A government dedicated to developing the private sector would create a climate in which local companies can exploit local resources thereby generating wealth. Government's share of that wealth through economic rents and other taxation would give sufficient revenue to deliver government programs and services.

In the Williams approach, the state - the provincial government - is merely a corporate entity with all the tools necessary to achieve local, i.e. provincial government, control.

The struggle for the Williams government is the struggle for control. He acknowledges that his supposed opponents are larger than government: "if you go up against Hydro Quebec, if you go up against Inco, if you go up against ExxonMobil, they'’re a lot bigger than our government is. That'’s the grim reality of all of this." His next comments identify the solution - build the hydro corporation such that it can "take on" the biggest out there.

The result of the Williams approach is difficult to predict. Certainly, in the short run, he may achieve considerable political success. He may be able to turn the energy corporation into a Mother Hen that will wrest a portion of economic developments for itself and then distribute these among local companies. The resulting jobs may carry with them votes.

In the medium- to long- term, though, the Williams approach cannot address the chronic, historic problems in the local economy. Over the past 25 years, Western economies have disposed of state-owned enterprises since they are notoriously unable to produce wealth as effectively and efficiently as the private sector. The ones that survive, such as Quebec's hydro corporation may be models for the Premier, but they are models from the past. They are models which are limited to very specific and primarily local activities. In short, they are expensive and ultimately wasteful of what in Newfoundland and Labrador are scarce cash resources.

The Williams Mother Hen approach - if that indeed is what emerges - will simply promote
dependence of local companies on state subsidies, either directly or indirectly.

## Supplied records
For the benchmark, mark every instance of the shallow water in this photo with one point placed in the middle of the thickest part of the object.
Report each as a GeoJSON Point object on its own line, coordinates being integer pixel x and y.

--

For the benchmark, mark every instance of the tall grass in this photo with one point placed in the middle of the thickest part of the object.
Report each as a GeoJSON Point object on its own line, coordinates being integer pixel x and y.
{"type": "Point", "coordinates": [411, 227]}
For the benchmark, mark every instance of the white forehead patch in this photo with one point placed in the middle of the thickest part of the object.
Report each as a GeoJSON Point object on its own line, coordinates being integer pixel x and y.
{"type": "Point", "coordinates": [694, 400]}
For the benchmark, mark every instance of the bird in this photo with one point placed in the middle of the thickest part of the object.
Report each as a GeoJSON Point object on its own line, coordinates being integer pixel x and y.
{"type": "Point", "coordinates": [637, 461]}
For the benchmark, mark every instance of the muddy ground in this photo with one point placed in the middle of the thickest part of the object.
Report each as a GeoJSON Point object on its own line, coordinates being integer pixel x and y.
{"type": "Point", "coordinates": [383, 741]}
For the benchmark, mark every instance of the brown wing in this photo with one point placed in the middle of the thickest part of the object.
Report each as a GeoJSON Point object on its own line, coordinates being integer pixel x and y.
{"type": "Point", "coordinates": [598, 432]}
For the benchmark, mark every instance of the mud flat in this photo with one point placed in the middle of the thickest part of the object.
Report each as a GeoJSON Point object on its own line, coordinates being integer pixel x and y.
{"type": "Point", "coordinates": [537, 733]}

## Tasks to carry out
a) In the passage on the Williams approach, which companies does Williams name as bigger than his government?
b) Write a continuation of the passage on the Williams approach, picking up after its last sentence.

## Answers given
a) Hydro Quebec, Inco, and ExxonMobil.

b)
The Premier's plan may not succeed simply because the hydro corporation is actually not the entity Premier Williams describes. Newfoundland and Labrador Hydro remains a government department in all but name and is almost the antithesis of a private sector corporation in which the board of directors would have the authority to run the company and set its own lines of business.

On the face of it this is obvious: the impetus to change hydro to an energy corporation did not come from its own board, complete with a business plan. It is entirely the plan of this particular administration. The board will not resist. The Premier alone holds the de facto power to appoint or remove directors and he has shown repeatedly his willingness to replace dissenters with his own personal retinue.

As such, the new energy corporation will likely be quickly recognized as an anomaly in the developed world and surely one which violates the Organization of Economic Co-operation and Development's guidelines for the governance of state-owned enterprises. Even if one leaves aside for the moment the nagging and very serious question of how the new energy corporation will find the cash to support the Premier's ambitions, one can readily see how companies such as Chevron may be very reluctant to enter into any arrangements that would see its long awaited return on investment siphoned off into a provincially owned company with no experience in oil and gas and no capital at risk. These companies are not Fishery Products International.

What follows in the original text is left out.